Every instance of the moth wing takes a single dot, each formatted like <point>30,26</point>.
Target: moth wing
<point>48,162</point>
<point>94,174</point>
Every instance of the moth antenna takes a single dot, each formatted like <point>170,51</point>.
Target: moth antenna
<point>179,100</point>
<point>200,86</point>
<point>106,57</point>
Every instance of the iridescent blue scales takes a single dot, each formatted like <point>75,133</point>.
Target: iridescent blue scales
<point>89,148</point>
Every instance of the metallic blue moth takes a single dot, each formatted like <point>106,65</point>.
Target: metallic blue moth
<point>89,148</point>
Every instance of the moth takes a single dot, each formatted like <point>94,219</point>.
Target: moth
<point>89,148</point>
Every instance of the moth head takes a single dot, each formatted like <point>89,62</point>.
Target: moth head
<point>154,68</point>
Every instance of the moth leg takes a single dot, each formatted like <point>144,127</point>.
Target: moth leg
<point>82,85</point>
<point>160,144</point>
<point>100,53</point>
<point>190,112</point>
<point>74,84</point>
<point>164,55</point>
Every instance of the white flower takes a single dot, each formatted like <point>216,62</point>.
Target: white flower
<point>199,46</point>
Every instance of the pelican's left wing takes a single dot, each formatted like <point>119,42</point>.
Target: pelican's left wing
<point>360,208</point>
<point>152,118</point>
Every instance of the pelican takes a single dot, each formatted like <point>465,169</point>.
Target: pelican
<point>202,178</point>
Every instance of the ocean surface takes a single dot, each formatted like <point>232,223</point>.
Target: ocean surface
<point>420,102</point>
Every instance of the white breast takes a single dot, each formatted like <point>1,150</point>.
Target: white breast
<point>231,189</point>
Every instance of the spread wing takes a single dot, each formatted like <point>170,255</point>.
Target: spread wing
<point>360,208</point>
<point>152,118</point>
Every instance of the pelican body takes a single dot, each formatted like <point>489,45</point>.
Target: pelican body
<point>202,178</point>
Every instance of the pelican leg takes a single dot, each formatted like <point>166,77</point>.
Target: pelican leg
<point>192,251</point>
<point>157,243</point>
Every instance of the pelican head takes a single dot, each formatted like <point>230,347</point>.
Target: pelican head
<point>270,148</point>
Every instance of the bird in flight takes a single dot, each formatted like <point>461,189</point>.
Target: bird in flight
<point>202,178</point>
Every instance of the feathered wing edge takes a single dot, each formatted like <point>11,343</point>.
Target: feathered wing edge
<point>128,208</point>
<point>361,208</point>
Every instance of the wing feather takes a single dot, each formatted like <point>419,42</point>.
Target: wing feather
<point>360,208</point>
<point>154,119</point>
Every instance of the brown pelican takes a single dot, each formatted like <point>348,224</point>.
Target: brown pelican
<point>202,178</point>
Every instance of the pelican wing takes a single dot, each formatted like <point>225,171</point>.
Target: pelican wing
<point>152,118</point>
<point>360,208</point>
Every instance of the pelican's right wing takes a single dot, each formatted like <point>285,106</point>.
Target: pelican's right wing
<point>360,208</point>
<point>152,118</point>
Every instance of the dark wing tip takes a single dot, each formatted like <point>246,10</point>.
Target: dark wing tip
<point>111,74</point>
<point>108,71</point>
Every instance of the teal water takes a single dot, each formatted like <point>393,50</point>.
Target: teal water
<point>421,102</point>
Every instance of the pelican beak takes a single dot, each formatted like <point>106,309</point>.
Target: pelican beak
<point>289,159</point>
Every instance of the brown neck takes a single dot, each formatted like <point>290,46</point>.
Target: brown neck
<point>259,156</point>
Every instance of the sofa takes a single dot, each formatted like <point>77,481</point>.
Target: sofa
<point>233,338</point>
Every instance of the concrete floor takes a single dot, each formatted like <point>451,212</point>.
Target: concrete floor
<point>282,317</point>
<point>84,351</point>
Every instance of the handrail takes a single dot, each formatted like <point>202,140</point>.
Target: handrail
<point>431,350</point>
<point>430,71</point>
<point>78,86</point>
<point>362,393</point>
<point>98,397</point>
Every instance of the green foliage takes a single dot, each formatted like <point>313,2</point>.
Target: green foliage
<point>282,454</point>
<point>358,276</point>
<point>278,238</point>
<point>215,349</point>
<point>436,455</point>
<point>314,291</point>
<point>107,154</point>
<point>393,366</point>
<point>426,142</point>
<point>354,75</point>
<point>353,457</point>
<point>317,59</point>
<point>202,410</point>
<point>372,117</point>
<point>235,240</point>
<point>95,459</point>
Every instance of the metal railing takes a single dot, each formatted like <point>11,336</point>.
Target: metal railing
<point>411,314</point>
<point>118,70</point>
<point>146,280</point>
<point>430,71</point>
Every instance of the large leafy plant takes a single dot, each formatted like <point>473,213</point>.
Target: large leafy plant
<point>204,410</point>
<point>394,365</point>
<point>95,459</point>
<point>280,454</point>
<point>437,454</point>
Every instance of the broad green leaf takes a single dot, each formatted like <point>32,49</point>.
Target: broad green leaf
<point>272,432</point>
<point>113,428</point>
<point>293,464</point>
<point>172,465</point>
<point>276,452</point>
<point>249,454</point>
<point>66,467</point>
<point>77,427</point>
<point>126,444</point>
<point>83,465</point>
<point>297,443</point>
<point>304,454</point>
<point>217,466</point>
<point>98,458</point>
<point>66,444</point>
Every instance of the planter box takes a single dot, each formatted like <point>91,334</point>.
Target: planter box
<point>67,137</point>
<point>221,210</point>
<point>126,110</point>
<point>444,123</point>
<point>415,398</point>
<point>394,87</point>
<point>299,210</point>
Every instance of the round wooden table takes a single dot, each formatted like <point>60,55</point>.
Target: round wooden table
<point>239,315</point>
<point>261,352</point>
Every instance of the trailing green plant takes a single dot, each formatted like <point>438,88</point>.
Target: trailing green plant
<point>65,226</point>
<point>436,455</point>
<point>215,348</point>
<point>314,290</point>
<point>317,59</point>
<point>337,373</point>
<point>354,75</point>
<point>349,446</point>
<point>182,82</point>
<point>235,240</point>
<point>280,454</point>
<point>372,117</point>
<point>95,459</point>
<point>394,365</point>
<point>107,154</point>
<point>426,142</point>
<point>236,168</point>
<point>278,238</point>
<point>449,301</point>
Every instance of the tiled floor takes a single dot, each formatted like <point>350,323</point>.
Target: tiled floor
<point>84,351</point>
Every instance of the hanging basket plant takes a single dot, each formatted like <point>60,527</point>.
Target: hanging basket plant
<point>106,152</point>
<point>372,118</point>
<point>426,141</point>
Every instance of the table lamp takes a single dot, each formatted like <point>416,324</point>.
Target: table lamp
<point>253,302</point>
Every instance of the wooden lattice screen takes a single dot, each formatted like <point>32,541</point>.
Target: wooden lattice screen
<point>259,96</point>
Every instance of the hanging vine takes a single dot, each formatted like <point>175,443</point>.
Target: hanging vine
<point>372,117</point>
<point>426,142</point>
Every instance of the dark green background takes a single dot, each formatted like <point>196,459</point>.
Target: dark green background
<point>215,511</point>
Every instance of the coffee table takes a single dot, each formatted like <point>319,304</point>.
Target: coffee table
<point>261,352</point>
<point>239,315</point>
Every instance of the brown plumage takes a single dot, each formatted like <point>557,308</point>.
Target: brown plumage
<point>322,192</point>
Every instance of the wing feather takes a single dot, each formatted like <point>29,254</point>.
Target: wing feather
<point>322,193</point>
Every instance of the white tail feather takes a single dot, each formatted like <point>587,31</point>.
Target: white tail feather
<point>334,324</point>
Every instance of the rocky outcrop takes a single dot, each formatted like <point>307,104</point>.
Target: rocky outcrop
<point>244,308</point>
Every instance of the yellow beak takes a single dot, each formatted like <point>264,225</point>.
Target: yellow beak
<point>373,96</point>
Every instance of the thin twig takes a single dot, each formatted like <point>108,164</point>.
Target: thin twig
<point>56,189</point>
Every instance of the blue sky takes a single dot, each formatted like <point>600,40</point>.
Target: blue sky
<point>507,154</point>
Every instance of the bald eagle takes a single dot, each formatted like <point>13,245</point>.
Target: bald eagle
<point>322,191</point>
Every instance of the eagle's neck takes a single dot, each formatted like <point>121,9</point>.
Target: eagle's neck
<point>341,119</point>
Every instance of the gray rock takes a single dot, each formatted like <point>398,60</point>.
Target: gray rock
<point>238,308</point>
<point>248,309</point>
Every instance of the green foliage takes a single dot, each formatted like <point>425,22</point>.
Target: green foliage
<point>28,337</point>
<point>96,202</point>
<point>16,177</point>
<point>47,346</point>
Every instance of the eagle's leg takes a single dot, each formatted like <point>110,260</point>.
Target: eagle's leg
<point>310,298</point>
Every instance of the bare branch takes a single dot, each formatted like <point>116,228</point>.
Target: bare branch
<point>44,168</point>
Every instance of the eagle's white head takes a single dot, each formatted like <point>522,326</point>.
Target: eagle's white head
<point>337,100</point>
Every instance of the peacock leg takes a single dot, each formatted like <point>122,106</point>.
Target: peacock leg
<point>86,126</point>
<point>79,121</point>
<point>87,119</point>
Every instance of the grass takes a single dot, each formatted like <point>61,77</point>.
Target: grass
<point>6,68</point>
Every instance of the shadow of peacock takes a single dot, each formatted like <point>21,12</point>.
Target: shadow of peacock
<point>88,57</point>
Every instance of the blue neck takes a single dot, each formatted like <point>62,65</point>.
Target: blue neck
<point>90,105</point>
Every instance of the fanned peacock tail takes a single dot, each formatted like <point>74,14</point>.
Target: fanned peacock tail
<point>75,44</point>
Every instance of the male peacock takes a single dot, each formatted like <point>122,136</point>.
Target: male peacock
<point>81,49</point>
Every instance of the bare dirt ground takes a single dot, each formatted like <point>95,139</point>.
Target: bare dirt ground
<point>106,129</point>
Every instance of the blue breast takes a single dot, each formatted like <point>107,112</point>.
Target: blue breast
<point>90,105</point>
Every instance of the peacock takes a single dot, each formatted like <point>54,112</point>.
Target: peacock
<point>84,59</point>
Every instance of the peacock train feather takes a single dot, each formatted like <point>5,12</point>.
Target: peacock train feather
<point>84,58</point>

::::::

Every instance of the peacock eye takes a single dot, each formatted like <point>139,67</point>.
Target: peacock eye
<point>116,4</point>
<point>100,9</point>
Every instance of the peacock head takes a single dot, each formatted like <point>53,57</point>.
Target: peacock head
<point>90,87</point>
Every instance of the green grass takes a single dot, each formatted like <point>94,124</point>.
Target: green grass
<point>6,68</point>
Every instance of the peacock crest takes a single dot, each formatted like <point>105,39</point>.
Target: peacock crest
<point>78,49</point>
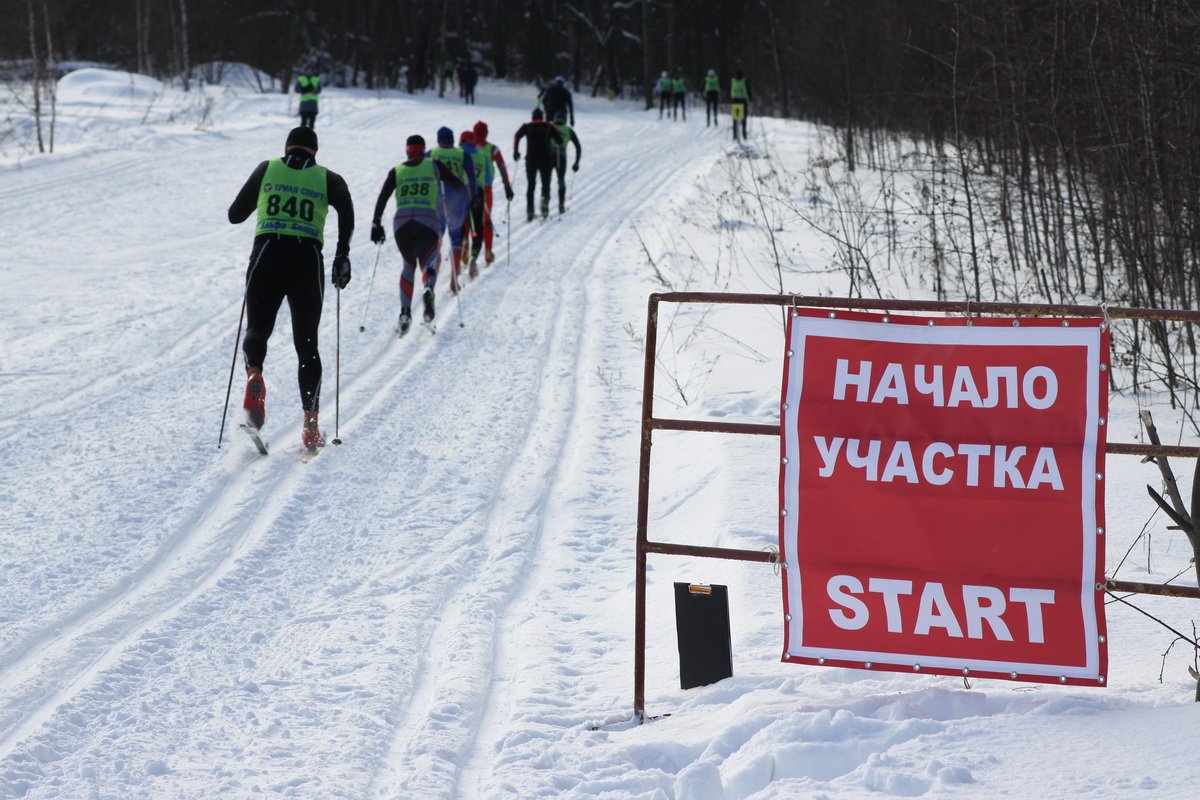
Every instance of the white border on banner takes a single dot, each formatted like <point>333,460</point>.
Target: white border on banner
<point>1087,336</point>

::::::

## [WORK TO COMPLETE]
Recast the stretch of the listing from the line that contains "Every instance of the feathered" through the line that contains "<point>289,159</point>" as a Markdown table with the columns Row and Line, numbering each line and omitting blank lines.

## [EXPECTED ANSWER]
| Row | Line |
|---|---|
| 1 | Every instance of the feathered wing edge takes a single dot, each formatted like <point>11,343</point>. |
| 2 | Target: feathered wing edge |
| 3 | <point>128,208</point> |
| 4 | <point>361,208</point> |
| 5 | Every instance of the wing feather takes a single dot, each formatted like <point>419,42</point>. |
| 6 | Target: wing feather |
| 7 | <point>360,208</point> |
| 8 | <point>154,119</point> |
| 9 | Every instance of the brown pelican takes a single dot, each formatted like <point>348,224</point>. |
| 10 | Target: brown pelican |
| 11 | <point>202,178</point> |
| 12 | Every instance of the pelican wing takes a single dot, each formatted like <point>225,171</point>. |
| 13 | Target: pelican wing |
| 14 | <point>152,118</point> |
| 15 | <point>360,208</point> |
| 16 | Every instance of the pelican's right wing takes a single dot, each formatted like <point>285,106</point>. |
| 17 | Target: pelican's right wing |
| 18 | <point>360,208</point> |
| 19 | <point>152,118</point> |
| 20 | Every instance of the dark wing tip takes a single dot, each formatted like <point>246,10</point>. |
| 21 | Target: dark wing tip |
| 22 | <point>111,74</point> |
| 23 | <point>108,71</point> |
| 24 | Every instance of the teal water takes a single dot, each formatted like <point>393,50</point>. |
| 25 | Target: teal water |
| 26 | <point>421,102</point> |
| 27 | Every instance of the pelican beak takes a single dot, each formatted like <point>106,309</point>. |
| 28 | Target: pelican beak |
| 29 | <point>289,159</point> |